▶ REQUIRED TASK A
Quote the article about the Japan delegation's visit to Del Norte County word for word, from "The visit comes" to "Norte and Rikuzentakata.".

▶ DOCUMENT EXCERPT
Begin
Jessica Cejnar / Thursday, Nov. 14, 2019 @ 5:40 p.m. / Community, Education, Local Government, Our Culture
Japan Delegation To Focus on Women Empowerment, Trauma-Informed Practices in Education
Resiliency, including the role women play in rebuilding their community after a disaster, will be the latest chapter in the unfolding story of Rikuzentakata and Del Norte County.
Del Norte will host 35 delegates from its sister community in Japan next month. The visitors include 12-13 principals and teachers from Rikuzentakata and nearby Ichinoseki, Del Norte Unified School District Superintendent Jeff Harris told the Wild Rivers Outpost on Thursday.
Another 12-13 delegates will take part in a series of workshops on women leaders in business, healthcare and government. Five Japanese high school students will also visit Del Norte County to spend time with their American counterparts.
The Japan delegation will arrive at 7 p.m. Dec. 8, said District 2 Supervisor Lori Cowan, who has organized the women’s leadership workshops along with Crescent City Councilor Heidi Kime. Their visit will start with a party starting about 30 minutes before the plane lands in Crescent City, Cowan told the Outpost.
“The more people from the community there the better,” she said.
The visit comes ahead of a feature story NBC Sports is expected to air during the 2020 Olympics in Tokyo on the sister city relationship, and its origins, between Del Norte and Rikuzentakata.
An NBC camera crew will document December’s cultural exchange, said Crescent City Mayor Blake Inscore. The consul general of Japan will also visit Crescent City from San Francisco to address the delegation, Inscore told the Outpost.
“(He’ll) show his appreciation for the continuing partnership between the two communities and between U.S. and Japan on a bigger scale,” Inscore said.
End
▶ DATASET RECORDS
Begin
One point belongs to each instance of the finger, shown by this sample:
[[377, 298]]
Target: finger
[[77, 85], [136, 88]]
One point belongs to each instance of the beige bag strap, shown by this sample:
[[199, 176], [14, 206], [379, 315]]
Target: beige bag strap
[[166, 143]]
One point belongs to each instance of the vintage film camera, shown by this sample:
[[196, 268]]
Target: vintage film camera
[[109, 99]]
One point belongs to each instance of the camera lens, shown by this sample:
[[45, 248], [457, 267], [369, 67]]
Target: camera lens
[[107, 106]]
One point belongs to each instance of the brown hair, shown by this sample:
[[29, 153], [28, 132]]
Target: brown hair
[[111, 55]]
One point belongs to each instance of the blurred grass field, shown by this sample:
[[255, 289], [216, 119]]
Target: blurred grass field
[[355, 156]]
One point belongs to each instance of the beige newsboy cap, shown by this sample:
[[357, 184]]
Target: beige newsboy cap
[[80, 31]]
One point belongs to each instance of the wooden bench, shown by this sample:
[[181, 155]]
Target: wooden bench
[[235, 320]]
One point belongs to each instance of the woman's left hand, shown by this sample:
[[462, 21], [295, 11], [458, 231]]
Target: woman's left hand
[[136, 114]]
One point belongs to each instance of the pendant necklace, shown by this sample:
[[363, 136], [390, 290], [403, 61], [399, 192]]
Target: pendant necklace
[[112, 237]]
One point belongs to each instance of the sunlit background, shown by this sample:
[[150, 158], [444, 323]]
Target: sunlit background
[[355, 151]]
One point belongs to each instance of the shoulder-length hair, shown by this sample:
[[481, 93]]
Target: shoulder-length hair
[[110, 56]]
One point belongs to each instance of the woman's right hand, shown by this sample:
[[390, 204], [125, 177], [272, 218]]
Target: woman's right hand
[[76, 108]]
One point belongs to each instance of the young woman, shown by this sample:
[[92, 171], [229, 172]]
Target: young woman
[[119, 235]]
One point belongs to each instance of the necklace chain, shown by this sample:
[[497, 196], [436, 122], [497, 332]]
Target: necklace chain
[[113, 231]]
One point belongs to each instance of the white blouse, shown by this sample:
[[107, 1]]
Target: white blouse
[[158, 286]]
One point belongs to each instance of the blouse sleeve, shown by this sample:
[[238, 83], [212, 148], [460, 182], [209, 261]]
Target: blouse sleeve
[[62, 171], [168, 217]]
End
▶ REQUIRED TASK B
Rewrite the entries from the first line through the line with "[[107, 106]]", both included, and keep every line, even the requests. Multiply each answer coordinate by 2.6 and round it to a whole number, with halves going up. Leave the coordinates in the requests and their samples unchanged.

▶ WORKED SOLUTION A
The visit comes ahead of a feature story NBC Sports is expected to air during the 2020 Olympics in Tokyo on the sister city relationship, and its origins, between Del Norte and Rikuzentakata.

▶ WORKED SOLUTION B
One point belongs to each instance of the finger, shown by this sample:
[[377, 298]]
Target: finger
[[200, 221], [354, 229]]
One point belongs to each instance of the beige bag strap, shown by this sample:
[[199, 176], [14, 206], [379, 315]]
Target: beige bag strap
[[432, 372]]
One point belongs to each instance of the vintage film camera, shown by this sample:
[[196, 268]]
Target: vintage film camera
[[283, 257]]
One point belongs to each instance of the camera lens, shown by this sample:
[[45, 248], [457, 267], [369, 67]]
Target: camera lens
[[278, 276]]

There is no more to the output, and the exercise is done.